**Exercise**
Transcribe the line that contains "# point at: the second" and every line after it to the end of the records, exactly and nothing else. Skip the pictures.

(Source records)

=-=-=-=-=

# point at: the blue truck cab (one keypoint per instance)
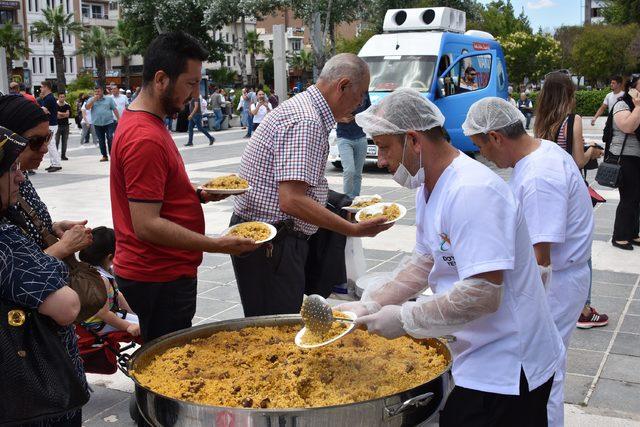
(429, 50)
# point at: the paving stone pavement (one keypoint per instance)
(603, 382)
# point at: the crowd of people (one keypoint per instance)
(509, 264)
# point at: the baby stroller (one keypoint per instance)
(104, 354)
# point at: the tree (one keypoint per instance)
(220, 12)
(530, 55)
(500, 20)
(254, 47)
(99, 44)
(148, 18)
(601, 51)
(12, 40)
(51, 27)
(621, 12)
(126, 47)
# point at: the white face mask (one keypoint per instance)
(404, 177)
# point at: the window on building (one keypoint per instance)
(97, 11)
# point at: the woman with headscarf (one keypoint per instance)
(29, 277)
(24, 117)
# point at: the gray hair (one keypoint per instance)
(344, 65)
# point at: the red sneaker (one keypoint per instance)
(593, 319)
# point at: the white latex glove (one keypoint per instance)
(447, 313)
(545, 274)
(408, 281)
(360, 308)
(387, 322)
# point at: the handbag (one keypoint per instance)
(83, 278)
(608, 173)
(39, 380)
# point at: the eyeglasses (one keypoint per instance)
(35, 142)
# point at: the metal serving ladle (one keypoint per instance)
(317, 314)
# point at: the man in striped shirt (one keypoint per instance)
(284, 163)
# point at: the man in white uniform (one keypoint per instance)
(557, 207)
(473, 250)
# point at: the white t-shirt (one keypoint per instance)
(556, 203)
(472, 224)
(84, 108)
(121, 102)
(611, 99)
(261, 112)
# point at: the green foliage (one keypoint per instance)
(622, 12)
(530, 55)
(84, 82)
(604, 50)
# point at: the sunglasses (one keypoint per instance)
(35, 142)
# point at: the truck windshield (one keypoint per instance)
(392, 72)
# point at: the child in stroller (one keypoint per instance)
(101, 335)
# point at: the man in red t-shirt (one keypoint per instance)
(158, 219)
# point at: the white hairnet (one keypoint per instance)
(402, 110)
(490, 114)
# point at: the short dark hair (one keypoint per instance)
(169, 52)
(103, 245)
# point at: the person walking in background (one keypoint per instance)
(62, 134)
(216, 102)
(525, 105)
(554, 114)
(610, 99)
(195, 120)
(626, 132)
(103, 110)
(260, 109)
(352, 145)
(50, 106)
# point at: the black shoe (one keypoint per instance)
(624, 246)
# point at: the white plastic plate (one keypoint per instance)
(378, 207)
(350, 328)
(272, 230)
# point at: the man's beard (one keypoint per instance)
(167, 102)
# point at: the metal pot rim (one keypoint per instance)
(193, 330)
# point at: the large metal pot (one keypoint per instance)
(408, 408)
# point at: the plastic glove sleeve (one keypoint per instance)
(408, 281)
(447, 313)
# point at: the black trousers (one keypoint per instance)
(473, 408)
(271, 280)
(627, 223)
(162, 307)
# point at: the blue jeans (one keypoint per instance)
(353, 153)
(196, 121)
(105, 137)
(218, 117)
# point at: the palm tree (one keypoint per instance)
(254, 46)
(126, 48)
(99, 44)
(12, 40)
(54, 23)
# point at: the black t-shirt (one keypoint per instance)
(64, 109)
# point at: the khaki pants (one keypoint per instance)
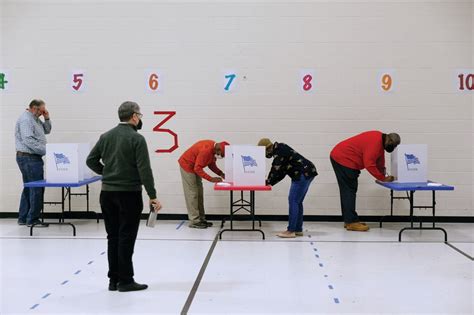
(194, 196)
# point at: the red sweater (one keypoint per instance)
(362, 151)
(199, 156)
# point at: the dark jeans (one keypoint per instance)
(31, 201)
(121, 211)
(347, 179)
(298, 190)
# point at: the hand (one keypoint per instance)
(388, 179)
(216, 179)
(156, 204)
(45, 114)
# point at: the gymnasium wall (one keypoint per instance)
(346, 46)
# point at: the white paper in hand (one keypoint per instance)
(151, 217)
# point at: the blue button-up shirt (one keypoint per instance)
(30, 134)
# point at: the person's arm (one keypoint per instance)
(372, 165)
(213, 166)
(94, 157)
(29, 139)
(144, 168)
(47, 123)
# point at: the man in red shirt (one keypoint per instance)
(192, 163)
(365, 150)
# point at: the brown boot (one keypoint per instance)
(357, 226)
(345, 224)
(287, 234)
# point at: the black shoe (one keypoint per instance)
(37, 223)
(207, 223)
(199, 225)
(131, 287)
(112, 286)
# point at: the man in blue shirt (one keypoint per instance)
(30, 142)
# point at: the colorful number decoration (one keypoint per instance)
(386, 81)
(466, 81)
(229, 79)
(169, 115)
(306, 81)
(3, 80)
(77, 83)
(154, 81)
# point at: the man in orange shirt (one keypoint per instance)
(192, 163)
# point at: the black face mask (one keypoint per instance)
(389, 148)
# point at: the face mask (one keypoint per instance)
(389, 148)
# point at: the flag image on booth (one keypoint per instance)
(409, 163)
(245, 165)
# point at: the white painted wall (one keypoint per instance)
(193, 42)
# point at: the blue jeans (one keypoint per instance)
(31, 201)
(298, 190)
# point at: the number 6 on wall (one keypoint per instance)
(159, 129)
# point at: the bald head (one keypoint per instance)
(392, 140)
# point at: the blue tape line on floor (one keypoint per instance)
(180, 225)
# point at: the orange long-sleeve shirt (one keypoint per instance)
(364, 150)
(199, 156)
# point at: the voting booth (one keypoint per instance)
(66, 162)
(245, 165)
(410, 163)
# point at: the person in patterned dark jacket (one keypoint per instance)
(287, 161)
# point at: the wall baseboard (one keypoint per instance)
(218, 217)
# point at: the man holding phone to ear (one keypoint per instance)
(121, 157)
(30, 143)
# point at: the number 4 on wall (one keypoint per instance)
(159, 129)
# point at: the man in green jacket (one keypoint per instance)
(121, 157)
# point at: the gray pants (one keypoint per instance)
(194, 196)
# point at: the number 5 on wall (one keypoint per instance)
(77, 83)
(159, 129)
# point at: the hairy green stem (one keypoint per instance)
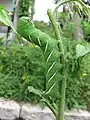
(62, 90)
(67, 2)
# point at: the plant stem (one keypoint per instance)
(62, 90)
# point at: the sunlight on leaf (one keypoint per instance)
(35, 91)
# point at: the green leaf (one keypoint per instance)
(82, 50)
(35, 91)
(5, 18)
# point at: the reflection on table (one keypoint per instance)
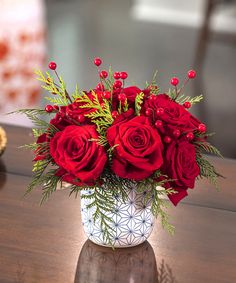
(105, 265)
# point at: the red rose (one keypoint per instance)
(139, 148)
(180, 164)
(174, 115)
(73, 151)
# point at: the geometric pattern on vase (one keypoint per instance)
(133, 221)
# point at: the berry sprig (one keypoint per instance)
(175, 81)
(52, 66)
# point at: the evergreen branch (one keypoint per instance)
(154, 198)
(50, 182)
(34, 112)
(56, 100)
(76, 94)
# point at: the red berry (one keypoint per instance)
(122, 97)
(160, 111)
(158, 124)
(152, 87)
(97, 61)
(114, 114)
(167, 139)
(49, 108)
(116, 75)
(107, 94)
(187, 104)
(190, 136)
(202, 128)
(174, 81)
(103, 74)
(100, 87)
(123, 75)
(152, 97)
(176, 133)
(192, 74)
(149, 112)
(81, 118)
(52, 66)
(117, 84)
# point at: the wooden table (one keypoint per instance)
(46, 244)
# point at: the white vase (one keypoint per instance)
(133, 221)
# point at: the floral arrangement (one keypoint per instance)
(113, 137)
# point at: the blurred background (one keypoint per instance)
(137, 36)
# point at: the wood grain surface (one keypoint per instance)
(47, 243)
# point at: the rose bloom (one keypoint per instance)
(175, 116)
(138, 146)
(73, 151)
(181, 166)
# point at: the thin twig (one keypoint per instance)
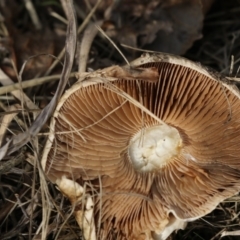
(30, 83)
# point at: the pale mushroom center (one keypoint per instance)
(153, 147)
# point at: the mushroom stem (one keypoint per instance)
(153, 147)
(83, 214)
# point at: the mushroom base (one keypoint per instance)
(153, 147)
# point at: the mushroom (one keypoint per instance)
(144, 149)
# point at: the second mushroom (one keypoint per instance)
(145, 148)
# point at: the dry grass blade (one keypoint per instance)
(18, 141)
(232, 233)
(30, 83)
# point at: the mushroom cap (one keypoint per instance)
(192, 119)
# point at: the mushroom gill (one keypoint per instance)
(145, 170)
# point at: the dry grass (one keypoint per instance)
(23, 189)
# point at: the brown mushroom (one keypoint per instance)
(151, 146)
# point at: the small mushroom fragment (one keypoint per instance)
(146, 148)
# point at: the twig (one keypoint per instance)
(80, 29)
(88, 37)
(18, 141)
(33, 14)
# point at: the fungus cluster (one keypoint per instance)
(145, 148)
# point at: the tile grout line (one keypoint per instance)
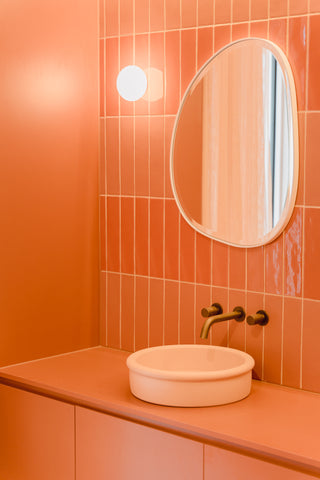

=-=-=-=-=

**Written answer**
# point at: the second mushroom (one keypoint per instance)
(145, 148)
# point at: the dry grass blade (one keypoint per instance)
(18, 141)
(232, 233)
(30, 83)
# point at: the mushroom cap (one keypoint per instance)
(192, 119)
# point at: the mushroom gill (one keypoint per instance)
(145, 170)
# point at: the dry grass (one keypoint per instance)
(23, 189)
# point at: the brown mushroom (one keypoint per instance)
(151, 146)
# point at: the small mushroom fragment (one keypoint per instance)
(146, 148)
# point at: the twig (one keypoint per instance)
(80, 29)
(88, 37)
(18, 141)
(33, 14)
# point at: the fungus cluster (one keypoint per instance)
(145, 148)
# point at: the tile grout line (one keypoint per instance)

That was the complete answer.